* [EXERCISE BRIEF]: The answer must be every entry below, word for word, with the pictures left out.

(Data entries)
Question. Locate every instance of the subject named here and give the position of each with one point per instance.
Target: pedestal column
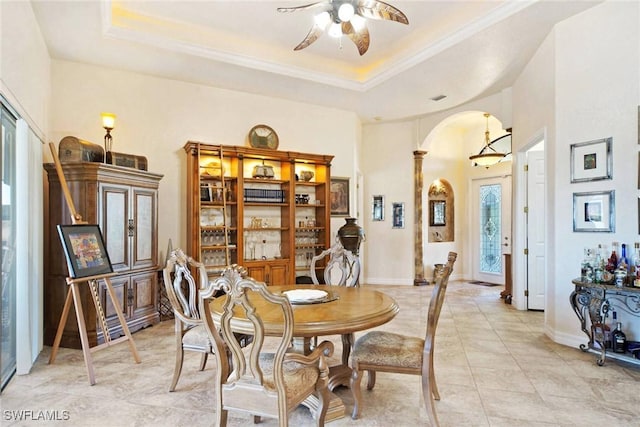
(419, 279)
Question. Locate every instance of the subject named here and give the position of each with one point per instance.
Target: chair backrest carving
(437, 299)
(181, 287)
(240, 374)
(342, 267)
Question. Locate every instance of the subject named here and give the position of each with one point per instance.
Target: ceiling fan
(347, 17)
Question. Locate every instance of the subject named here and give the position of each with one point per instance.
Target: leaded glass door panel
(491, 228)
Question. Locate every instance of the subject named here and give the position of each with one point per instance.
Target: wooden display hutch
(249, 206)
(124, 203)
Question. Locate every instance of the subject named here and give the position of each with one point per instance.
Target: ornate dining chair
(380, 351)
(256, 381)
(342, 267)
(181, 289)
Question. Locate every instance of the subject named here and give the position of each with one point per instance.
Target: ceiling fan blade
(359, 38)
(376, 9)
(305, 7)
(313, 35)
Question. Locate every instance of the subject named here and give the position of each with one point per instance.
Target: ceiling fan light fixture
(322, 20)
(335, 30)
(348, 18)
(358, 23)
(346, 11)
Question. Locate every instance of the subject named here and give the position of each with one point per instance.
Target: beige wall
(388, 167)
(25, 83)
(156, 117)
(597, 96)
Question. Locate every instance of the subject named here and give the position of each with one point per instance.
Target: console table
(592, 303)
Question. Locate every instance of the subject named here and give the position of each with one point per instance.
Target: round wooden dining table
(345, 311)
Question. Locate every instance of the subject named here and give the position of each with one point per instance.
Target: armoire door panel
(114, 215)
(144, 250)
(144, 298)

* [YOUR SOLUTION]:
Question. Locate every instance of the subject named here and give the position of each with one point per instance.
Target: pedestal column
(419, 279)
Question. Locate every instance of the subject named here and give the position of each with one point per instance.
Target: chair backrest carving
(437, 299)
(181, 287)
(240, 374)
(342, 267)
Question. Locate every instance of the subject named here and give the position of each with one point per instance.
Target: ceiling fan
(347, 17)
Question. Locate every instance of the subject named here and give the position of each with one point per instance.
Target: leaded glass door panel
(491, 228)
Question. Locate every instance of the subject named here and give the position of each with one point per instance.
Target: wooden display hutch
(249, 206)
(124, 203)
Question. Locate every instance of the subject named here and give the position of each with one point per instance.
Target: ornate dining chair
(380, 351)
(256, 381)
(342, 267)
(181, 289)
Question. Locate every instance of the subject named here and give the position of each with one point per instance.
Target: ceiling fan blade
(359, 38)
(376, 9)
(305, 7)
(313, 35)
Question. Locate every instance of the subject named here and give the position of each with one point per instance.
Target: ceiling fan light fixture
(322, 20)
(335, 30)
(348, 18)
(358, 23)
(346, 11)
Question. Locate every instance of the subject named here and give the position of each with one point per instance.
Target: beige wall
(388, 167)
(25, 83)
(156, 117)
(597, 96)
Question. Locate every instance of the subject named here and give the position of each with one point per instance.
Target: console table
(592, 303)
Question. Locate every instance of the subject named here and give the position of each with one point per instance.
Target: round wooden dining table
(345, 311)
Question. Locate every instance of the subject named here and give the position of each with one point per instance.
Target: armoire door panel
(114, 215)
(144, 250)
(144, 298)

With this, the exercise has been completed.